*Ausgewählter Auszug*.
Die „Desirability“ bezieht sich auf die Erschaffung des Wertes: Eine Zielgruppe hat ein Problem, welches wir mit unserem Wertversprechen adressieren (Problem-Solution-Fit). Diesen Schritt nennen man auch “Customer Discovery”
Die Zielgruppe interessiert sich für die Lösung, präferiert es gegenüber anderen Lösungen und ist bereit, etwas zu bezahlen (Product-Market-Fit). Diesen Schritt nennt man auch „Customer Validation“.
Die „Feasibility“ bezieht sich auf die Vermittlung des Wertes: Wir müssen die Lösung und Wertschöpfung skalierbar erschaffen und ausliefern können.
Die „Viability“ bezieht sich auf die Erfassung des Wertes: Wir müssen sicherstellen, dass wir profitabel sein können und die Kosten langfristig geringer sind als die Einnahmen.
Wenn wir zusammen mit der „Desirability“ auch die „Feasibility“ und „Viability“ des Geschäftsmodells sichergestellt haben, nennen wir diesen Schritt „Customer Creation“ (Business Model Fit).

*Bereitgestellte Datensätze*.
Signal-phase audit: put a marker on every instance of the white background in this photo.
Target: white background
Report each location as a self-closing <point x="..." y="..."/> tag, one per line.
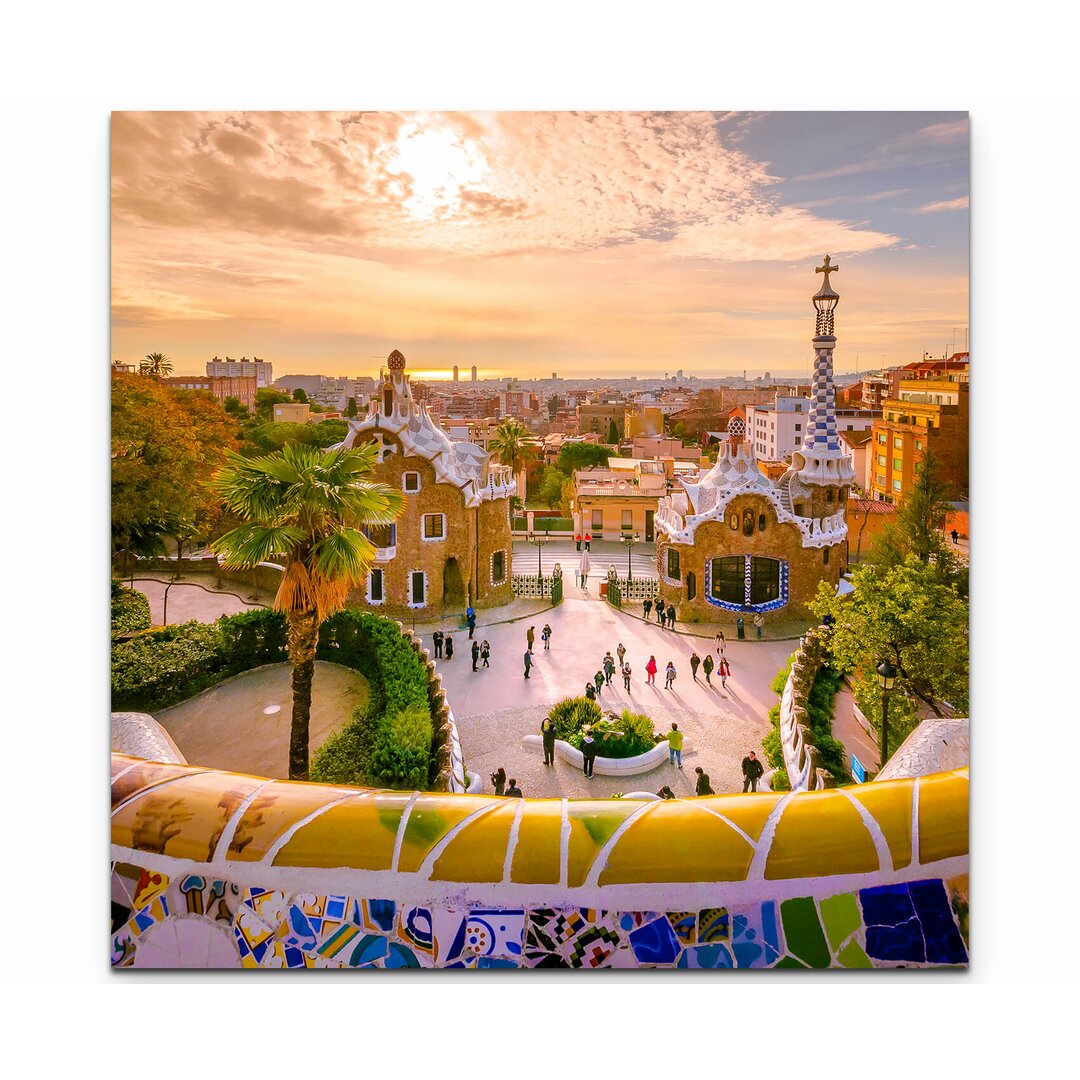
<point x="65" y="67"/>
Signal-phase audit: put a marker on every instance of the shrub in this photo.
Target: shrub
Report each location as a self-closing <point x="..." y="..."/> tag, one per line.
<point x="131" y="610"/>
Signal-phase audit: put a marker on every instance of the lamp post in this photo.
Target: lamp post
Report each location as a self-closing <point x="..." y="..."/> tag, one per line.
<point x="887" y="676"/>
<point x="630" y="540"/>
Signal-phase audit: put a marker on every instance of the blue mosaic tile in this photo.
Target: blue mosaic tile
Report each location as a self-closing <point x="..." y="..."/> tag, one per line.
<point x="656" y="943"/>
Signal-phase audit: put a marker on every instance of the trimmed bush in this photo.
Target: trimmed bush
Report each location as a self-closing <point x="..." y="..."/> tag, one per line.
<point x="131" y="610"/>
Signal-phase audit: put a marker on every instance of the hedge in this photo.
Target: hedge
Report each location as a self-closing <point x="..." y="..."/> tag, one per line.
<point x="131" y="610"/>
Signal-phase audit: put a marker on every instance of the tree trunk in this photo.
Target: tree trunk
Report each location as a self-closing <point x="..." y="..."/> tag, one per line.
<point x="302" y="638"/>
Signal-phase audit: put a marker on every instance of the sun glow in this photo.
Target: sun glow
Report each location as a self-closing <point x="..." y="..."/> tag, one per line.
<point x="434" y="164"/>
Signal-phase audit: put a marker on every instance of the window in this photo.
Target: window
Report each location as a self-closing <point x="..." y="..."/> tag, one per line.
<point x="375" y="585"/>
<point x="673" y="571"/>
<point x="764" y="580"/>
<point x="729" y="579"/>
<point x="418" y="589"/>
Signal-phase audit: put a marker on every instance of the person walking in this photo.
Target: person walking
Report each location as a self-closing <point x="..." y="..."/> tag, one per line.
<point x="724" y="670"/>
<point x="588" y="750"/>
<point x="548" y="734"/>
<point x="703" y="786"/>
<point x="675" y="745"/>
<point x="752" y="772"/>
<point x="669" y="675"/>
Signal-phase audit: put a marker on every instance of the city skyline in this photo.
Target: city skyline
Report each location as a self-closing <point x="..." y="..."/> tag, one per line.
<point x="596" y="245"/>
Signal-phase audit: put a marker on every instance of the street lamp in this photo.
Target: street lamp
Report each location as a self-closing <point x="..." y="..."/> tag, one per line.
<point x="630" y="540"/>
<point x="887" y="676"/>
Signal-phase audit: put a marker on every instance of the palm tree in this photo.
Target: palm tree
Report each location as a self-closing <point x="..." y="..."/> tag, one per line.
<point x="154" y="364"/>
<point x="308" y="505"/>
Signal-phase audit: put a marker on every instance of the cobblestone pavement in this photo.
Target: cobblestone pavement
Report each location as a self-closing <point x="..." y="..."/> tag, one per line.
<point x="496" y="707"/>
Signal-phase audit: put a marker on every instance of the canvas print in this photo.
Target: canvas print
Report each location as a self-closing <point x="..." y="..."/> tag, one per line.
<point x="539" y="540"/>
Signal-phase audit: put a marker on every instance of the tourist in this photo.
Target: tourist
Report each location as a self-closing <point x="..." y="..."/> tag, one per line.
<point x="752" y="772"/>
<point x="703" y="786"/>
<point x="588" y="750"/>
<point x="548" y="733"/>
<point x="675" y="745"/>
<point x="724" y="670"/>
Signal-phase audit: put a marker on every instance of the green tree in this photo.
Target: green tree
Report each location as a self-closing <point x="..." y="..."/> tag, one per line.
<point x="309" y="507"/>
<point x="512" y="447"/>
<point x="551" y="486"/>
<point x="157" y="365"/>
<point x="907" y="615"/>
<point x="575" y="456"/>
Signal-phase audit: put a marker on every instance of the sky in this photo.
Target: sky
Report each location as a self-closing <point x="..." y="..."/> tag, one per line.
<point x="589" y="244"/>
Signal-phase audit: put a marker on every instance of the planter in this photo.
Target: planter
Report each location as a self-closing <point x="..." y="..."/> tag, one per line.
<point x="611" y="766"/>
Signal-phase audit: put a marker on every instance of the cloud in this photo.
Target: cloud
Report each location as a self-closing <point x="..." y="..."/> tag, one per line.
<point x="936" y="207"/>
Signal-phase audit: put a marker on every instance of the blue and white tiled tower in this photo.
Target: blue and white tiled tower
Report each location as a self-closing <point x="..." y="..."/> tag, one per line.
<point x="822" y="459"/>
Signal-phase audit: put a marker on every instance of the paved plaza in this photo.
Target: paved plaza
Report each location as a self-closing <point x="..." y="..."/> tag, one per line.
<point x="496" y="707"/>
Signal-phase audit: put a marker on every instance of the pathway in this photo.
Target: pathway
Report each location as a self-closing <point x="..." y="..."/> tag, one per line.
<point x="496" y="707"/>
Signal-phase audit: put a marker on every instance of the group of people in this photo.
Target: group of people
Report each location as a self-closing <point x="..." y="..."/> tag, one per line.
<point x="665" y="616"/>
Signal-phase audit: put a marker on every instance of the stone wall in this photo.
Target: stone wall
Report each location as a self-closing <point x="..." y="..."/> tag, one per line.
<point x="212" y="869"/>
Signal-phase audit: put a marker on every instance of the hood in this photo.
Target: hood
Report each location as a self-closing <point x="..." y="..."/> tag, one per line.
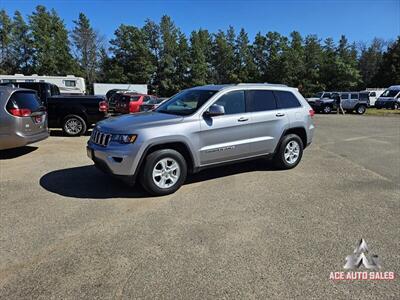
<point x="131" y="122"/>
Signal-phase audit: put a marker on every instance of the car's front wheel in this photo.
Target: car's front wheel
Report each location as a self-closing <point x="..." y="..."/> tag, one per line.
<point x="74" y="125"/>
<point x="327" y="109"/>
<point x="289" y="152"/>
<point x="361" y="109"/>
<point x="164" y="172"/>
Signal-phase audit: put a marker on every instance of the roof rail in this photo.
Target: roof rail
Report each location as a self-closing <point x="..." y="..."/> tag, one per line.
<point x="262" y="83"/>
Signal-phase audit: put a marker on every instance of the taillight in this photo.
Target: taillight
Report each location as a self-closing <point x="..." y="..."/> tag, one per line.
<point x="132" y="107"/>
<point x="20" y="112"/>
<point x="103" y="106"/>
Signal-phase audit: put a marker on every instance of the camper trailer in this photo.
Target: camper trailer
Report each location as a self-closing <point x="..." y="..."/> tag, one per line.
<point x="68" y="85"/>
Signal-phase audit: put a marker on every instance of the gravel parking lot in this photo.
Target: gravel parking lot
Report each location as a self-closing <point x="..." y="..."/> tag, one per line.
<point x="243" y="231"/>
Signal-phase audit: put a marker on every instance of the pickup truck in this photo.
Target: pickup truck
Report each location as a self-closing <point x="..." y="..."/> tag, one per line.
<point x="74" y="114"/>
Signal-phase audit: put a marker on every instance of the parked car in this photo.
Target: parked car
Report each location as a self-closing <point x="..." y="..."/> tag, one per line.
<point x="203" y="127"/>
<point x="130" y="102"/>
<point x="74" y="114"/>
<point x="373" y="95"/>
<point x="357" y="102"/>
<point x="318" y="96"/>
<point x="23" y="119"/>
<point x="152" y="104"/>
<point x="390" y="98"/>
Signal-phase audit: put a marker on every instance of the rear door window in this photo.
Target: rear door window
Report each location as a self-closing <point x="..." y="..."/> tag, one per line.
<point x="24" y="100"/>
<point x="233" y="102"/>
<point x="260" y="100"/>
<point x="354" y="96"/>
<point x="287" y="99"/>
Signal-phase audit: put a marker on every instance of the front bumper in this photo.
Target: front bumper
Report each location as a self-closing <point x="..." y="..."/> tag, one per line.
<point x="116" y="159"/>
<point x="19" y="140"/>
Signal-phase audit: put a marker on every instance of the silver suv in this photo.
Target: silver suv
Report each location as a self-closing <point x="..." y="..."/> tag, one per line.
<point x="203" y="127"/>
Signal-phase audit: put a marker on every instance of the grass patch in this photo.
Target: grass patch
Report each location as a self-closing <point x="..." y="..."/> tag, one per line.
<point x="382" y="112"/>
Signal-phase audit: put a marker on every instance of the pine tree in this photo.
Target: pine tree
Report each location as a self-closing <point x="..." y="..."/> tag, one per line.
<point x="21" y="45"/>
<point x="389" y="70"/>
<point x="245" y="67"/>
<point x="131" y="54"/>
<point x="200" y="51"/>
<point x="87" y="44"/>
<point x="260" y="55"/>
<point x="5" y="43"/>
<point x="370" y="60"/>
<point x="167" y="75"/>
<point x="276" y="45"/>
<point x="312" y="66"/>
<point x="294" y="58"/>
<point x="50" y="40"/>
<point x="223" y="58"/>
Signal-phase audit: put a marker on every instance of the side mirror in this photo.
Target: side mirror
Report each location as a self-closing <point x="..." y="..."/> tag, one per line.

*Arbeitsaufträge*.
(a) Wie heißt laut dem Auszug der Schritt, in dem die Zielgruppe die Lösung anderen vorzieht und bereit ist, dafür zu bezahlen?
(b) Prüfen Sie, ob die folgenden Aussagen mit dem Auszug übereinstimmen, und belegen Sie jede Entscheidung mit einem wörtlichen Zitat: (i) Die „Feasibility“ bezieht sich auf die Erfassung des Wertes. (ii) Bei der „Viability“ müssen die Kosten langfristig geringer sein als die Einnahmen. (iii) Die „Desirability“ bezieht sich auf die Erschaffung des Wertes.
(c) Fassen Sie den Auszug in zwei Sätzen zusammen.
Stützen Sie sich bitte ausschließlich auf den Auszug, nicht auf die Datensätze.

*Ergebnisse je Aufgabe*.
(a) Dieser Schritt heißt „Customer Validation“ (Product-Market-Fit).

(b)
(i) Nein: »Die „Feasibility“ bezieht sich auf die Vermittlung des Wertes«
(ii) Ja: »die Kosten langfristig geringer sind als die Einnahmen«
(iii) Ja: »Die „Desirability“ bezieht sich auf die Erschaffung des Wertes«

(c) Die „Desirability“ betrifft die Erschaffung des Wertes mit den Schritten „Customer Discovery“ und „Customer Validation“, die „Feasibility“ die Vermittlung und die „Viability“ die Erfassung des Wertes. Sind neben der „Desirability“ auch „Feasibility“ und „Viability“ des Geschäftsmodells sichergestellt, heißt dieser Schritt „Customer Creation“ (Business Model Fit).